*SOURCE DOCUMENT*
※

DNA can do more than direct how bodies our made — it can also direct the composition of many kinds of materials, according to a new study from the U.S. Department of Energy’s Argonne National Laboratory.
Argonne researcher Byeongdu Lee and his colleagues at Northwestern University discovered that strands of DNA can act as a kind of nanoscopic "Velcro" that binds different nanoparticles together. "It’s generally difficult to precisely control the assembly of these types of nanostructures," Lee said. "By using DNA, we’re borrowing nature’s power."
Argonne researcher Byeongdu Lee has determined that different shapes of gold nanoparticles, above and below, will self-assemble into different configurations when attached to single strands of DNA.
The "Velcro" effect of the DNA is caused by the molecule’s "sticky ends," which are regions of unpaired nucleotides — the building blocks of DNA — that are apt to bond chemically to their base-pair partners, just like in our genes. When sufficiently similar regions contact each other, chemical bonds form a rigid lattice. Scientists and engineers believe these complex nanostructures have the potential to form the basis of new plastics, electronics and fuels.
In 2008, Lee and his colleagues attached DNA to spherical nanoparticles made of gold, hoping to control the way the particles arrange themselves into compact, ordered crystals. This process is called nanoparticle "packing," and Lee believed that by affixing DNA to the nanoparticles, he could control how they packed together. "Materials that are packed differently — even if they are made from the same substance — have been shown to exhibit dramatically different physical and chemical properties," Lee said.
While the 2008 experiment showed that DNA appeared to control that instance of nanosphere packing, it was not known whether the effect would occur with different nanoparticle geometries. The more recent experiment looked at different shapes of nanoparticles to determine whether their contours affected how they packed.
According to Lee, the spherical nanoparticles in the earlier experiment tended to arrange themselves into one of two separate types of cubic crystals: a face-centered cube (a simple cube with nanospheres at each vertex and additional ones located in the middle of each face) or a body-centered cube (a simple cube with an additional nanosphere located in the middle of the cube itself). The type of lattice that the nanoparticles formed was determined by how the "sticky ends" attached to the nanoparticles paired together.

※

*SOURCE MATERIAL*
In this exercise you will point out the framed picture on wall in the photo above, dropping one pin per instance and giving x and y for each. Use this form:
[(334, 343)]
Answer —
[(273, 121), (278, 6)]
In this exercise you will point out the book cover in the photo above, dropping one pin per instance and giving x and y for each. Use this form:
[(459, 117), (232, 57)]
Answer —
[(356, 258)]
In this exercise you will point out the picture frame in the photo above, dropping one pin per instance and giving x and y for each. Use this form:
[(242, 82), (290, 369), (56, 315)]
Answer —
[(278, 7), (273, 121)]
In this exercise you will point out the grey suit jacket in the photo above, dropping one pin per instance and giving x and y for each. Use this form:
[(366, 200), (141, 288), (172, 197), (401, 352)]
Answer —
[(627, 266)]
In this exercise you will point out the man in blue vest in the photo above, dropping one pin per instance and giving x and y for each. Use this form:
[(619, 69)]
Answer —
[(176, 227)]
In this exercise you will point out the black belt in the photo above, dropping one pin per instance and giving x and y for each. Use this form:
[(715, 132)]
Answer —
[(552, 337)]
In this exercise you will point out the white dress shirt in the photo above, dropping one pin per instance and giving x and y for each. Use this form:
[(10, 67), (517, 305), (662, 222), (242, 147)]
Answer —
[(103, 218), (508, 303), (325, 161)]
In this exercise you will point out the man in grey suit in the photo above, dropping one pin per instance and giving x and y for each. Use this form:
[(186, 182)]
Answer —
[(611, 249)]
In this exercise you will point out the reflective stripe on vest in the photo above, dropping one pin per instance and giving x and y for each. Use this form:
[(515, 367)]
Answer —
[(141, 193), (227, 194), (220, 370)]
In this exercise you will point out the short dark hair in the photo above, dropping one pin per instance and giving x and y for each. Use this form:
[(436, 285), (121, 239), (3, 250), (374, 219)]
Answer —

※

*PROBLEM DESCRIPTION*
From the article on DNA-guided nanoparticle assembly above, please list every product that scientists and engineers believe the complex nanostructures could form the basis of.

*WRITTEN ANSWER*
- Plastics
- Electronics
- Fuels